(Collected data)
------------------------------------------------------------------------

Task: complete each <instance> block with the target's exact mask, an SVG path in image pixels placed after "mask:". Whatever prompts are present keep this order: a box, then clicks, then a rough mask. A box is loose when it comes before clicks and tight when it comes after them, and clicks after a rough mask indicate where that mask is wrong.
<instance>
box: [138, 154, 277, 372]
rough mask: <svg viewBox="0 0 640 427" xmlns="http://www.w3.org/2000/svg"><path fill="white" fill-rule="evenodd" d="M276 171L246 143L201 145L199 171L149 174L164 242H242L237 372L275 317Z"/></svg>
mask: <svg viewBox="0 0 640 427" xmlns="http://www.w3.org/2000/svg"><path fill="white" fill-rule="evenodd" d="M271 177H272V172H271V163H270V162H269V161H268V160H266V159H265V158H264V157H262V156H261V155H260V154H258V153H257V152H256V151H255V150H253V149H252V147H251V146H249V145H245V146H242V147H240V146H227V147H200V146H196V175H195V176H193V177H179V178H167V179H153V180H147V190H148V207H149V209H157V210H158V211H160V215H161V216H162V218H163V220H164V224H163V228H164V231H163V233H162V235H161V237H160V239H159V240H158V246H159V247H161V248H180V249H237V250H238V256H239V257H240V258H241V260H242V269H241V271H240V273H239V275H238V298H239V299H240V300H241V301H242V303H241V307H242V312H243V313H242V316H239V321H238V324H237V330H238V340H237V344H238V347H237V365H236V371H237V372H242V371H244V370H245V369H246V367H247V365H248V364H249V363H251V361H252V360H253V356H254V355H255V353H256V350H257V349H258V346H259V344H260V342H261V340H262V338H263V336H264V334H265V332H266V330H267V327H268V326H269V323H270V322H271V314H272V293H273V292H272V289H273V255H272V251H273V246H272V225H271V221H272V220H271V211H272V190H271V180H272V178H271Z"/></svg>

------------------------------------------------------------------------

_WHAT THE TASK ASKS_
Check each line above for the string "instance" and show the ones that have it.

_EXPECTED ANSWER_
Task: complete each <instance> block with the target's exact mask, an SVG path in image pixels placed after "mask:". Whatever prompts are present keep this order: a box, then clicks, then a rough mask. A box is loose when it comes before clicks and tight when it comes after them, and clicks after a rough mask indicate where that mask is wrong.
<instance>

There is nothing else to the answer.